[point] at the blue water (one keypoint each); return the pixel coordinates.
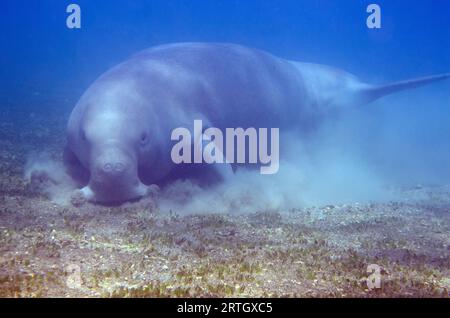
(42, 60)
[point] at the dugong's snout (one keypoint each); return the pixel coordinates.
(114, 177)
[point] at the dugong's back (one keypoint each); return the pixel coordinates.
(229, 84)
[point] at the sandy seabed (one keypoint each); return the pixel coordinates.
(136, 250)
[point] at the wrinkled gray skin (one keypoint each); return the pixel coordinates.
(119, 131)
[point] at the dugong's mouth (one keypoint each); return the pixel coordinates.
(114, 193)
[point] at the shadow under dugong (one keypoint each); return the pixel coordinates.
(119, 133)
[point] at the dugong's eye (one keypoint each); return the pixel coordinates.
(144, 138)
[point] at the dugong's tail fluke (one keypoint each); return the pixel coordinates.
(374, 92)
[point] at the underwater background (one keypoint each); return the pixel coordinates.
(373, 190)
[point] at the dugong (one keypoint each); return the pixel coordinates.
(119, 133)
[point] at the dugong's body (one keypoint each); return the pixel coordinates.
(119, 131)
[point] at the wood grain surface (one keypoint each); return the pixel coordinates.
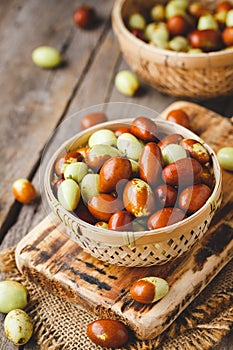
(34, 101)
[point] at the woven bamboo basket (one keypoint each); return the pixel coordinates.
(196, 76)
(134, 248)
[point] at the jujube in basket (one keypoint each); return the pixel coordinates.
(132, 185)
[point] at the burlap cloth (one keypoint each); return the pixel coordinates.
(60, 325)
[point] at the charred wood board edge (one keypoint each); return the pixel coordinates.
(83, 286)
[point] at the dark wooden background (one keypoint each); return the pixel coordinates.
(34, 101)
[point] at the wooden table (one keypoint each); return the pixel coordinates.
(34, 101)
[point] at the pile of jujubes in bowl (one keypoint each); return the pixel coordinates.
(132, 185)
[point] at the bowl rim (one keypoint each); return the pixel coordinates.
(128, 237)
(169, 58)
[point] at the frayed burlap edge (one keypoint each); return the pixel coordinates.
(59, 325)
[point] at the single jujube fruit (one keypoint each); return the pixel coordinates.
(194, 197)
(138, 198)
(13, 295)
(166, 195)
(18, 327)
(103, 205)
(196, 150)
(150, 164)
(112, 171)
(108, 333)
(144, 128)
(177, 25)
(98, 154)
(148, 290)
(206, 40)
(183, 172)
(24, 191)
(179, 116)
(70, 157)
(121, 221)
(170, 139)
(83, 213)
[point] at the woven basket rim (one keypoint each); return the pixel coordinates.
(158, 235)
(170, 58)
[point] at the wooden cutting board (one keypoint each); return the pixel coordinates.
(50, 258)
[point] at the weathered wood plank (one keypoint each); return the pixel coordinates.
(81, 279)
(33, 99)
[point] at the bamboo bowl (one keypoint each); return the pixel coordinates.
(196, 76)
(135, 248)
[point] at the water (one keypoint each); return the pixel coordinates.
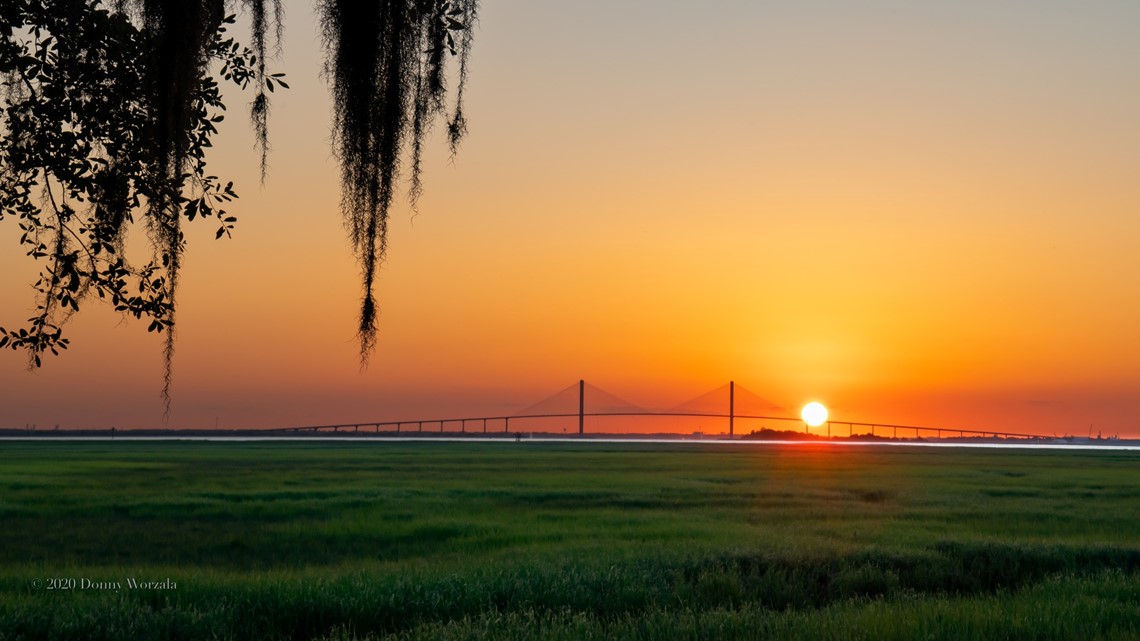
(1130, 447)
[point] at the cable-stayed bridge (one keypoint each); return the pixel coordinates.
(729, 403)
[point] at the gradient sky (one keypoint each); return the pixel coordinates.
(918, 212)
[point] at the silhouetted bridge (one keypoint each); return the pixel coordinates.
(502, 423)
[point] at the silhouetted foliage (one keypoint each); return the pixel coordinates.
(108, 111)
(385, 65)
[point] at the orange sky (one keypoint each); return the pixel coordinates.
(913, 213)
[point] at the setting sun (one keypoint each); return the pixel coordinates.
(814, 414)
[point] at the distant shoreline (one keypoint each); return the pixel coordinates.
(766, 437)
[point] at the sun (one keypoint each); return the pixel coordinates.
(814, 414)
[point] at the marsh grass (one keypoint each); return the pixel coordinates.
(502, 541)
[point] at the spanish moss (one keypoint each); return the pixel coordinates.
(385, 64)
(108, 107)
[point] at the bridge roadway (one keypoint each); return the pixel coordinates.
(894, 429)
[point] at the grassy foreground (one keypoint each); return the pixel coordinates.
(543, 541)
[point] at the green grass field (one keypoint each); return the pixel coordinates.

........

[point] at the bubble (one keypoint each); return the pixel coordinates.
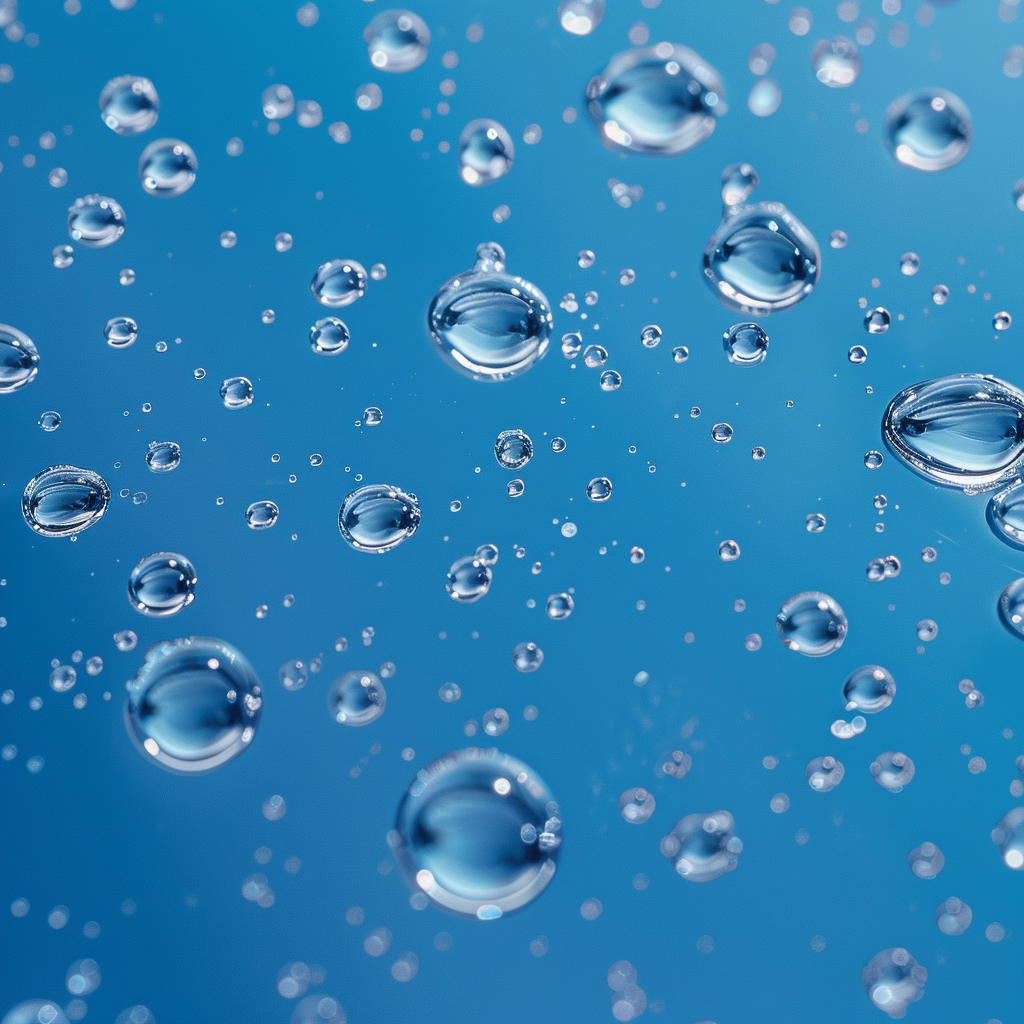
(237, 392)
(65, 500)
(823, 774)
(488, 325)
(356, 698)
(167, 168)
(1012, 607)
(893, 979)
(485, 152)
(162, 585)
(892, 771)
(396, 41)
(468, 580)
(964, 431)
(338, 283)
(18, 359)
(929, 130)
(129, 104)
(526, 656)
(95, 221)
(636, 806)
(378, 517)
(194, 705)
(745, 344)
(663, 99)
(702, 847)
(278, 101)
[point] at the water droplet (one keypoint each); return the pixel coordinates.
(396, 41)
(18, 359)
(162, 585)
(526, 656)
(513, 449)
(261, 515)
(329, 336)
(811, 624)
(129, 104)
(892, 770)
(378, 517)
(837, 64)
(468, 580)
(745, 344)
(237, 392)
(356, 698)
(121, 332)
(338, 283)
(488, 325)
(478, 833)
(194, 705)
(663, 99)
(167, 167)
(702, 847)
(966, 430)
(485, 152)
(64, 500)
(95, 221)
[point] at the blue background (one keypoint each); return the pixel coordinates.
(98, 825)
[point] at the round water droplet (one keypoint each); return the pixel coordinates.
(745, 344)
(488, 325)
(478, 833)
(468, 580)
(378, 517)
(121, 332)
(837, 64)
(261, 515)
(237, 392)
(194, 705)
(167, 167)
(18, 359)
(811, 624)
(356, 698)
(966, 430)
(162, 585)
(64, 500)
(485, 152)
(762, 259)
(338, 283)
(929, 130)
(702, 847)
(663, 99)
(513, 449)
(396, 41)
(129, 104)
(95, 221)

........

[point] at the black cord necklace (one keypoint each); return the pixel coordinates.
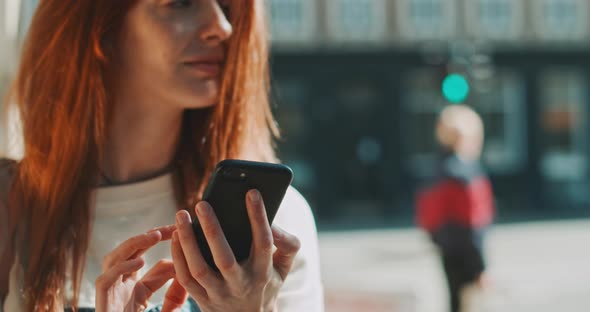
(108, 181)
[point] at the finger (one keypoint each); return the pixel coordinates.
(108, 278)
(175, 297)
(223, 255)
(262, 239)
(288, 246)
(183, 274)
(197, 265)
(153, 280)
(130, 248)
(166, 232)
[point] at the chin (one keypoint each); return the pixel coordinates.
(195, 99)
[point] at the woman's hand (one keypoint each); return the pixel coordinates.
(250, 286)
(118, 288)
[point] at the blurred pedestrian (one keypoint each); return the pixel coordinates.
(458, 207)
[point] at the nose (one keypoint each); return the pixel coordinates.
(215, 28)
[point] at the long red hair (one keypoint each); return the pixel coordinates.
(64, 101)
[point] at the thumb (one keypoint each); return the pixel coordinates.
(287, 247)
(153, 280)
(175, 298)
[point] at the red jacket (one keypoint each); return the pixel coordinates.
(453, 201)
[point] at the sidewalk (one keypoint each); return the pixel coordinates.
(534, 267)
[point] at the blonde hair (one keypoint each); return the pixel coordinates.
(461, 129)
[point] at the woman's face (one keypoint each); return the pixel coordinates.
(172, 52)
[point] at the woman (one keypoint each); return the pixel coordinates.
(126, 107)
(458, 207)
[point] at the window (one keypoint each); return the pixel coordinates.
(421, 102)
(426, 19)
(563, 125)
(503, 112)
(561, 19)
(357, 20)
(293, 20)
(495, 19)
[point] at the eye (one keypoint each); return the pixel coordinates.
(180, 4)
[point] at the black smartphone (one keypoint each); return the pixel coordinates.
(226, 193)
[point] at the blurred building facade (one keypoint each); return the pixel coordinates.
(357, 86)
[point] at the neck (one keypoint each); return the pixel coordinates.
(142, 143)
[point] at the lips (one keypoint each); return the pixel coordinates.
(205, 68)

........

• _Task statement_:
Your reply is to be an exact repeat of the listing above from the line holding "[point] at the water (one" down to the line holding "[point] at the green", ends included, pictures excluded.

• _Task answer_:
[point] at the water (one keypoint each); return the pixel coordinates.
(1130, 447)
[point] at the cable-stayed bridge (one keypoint each); return the pixel coordinates.
(729, 403)
[point] at the gradient sky (one keypoint each); return the pixel coordinates.
(918, 212)
[point] at the silhouetted bridge (one keypoint each); return the pixel coordinates.
(502, 423)
[point] at the silhouetted foliage (one keypoint each); return the pixel coordinates.
(108, 111)
(385, 65)
[point] at the orange sky (one keypoint each); return the pixel coordinates.
(913, 213)
[point] at the setting sun (one keypoint each); return the pixel coordinates.
(814, 414)
[point] at the distant shoreline (one keypoint each); return the pixel coordinates.
(766, 437)
[point] at the sun (one keypoint each); return the pixel coordinates.
(814, 414)
[point] at the marsh grass (one keypoint each); return the pixel coordinates.
(502, 541)
[point] at the spanish moss (one keypoint each); return the pixel coordinates.
(385, 64)
(108, 107)
[point] at the bridge roadway (one keypoint each); return the pixel coordinates.
(894, 429)
[point] at the grassy foreground (one keypoint each); return the pixel coordinates.
(543, 541)
[point] at the green grass field (one keypoint each); return the pixel coordinates.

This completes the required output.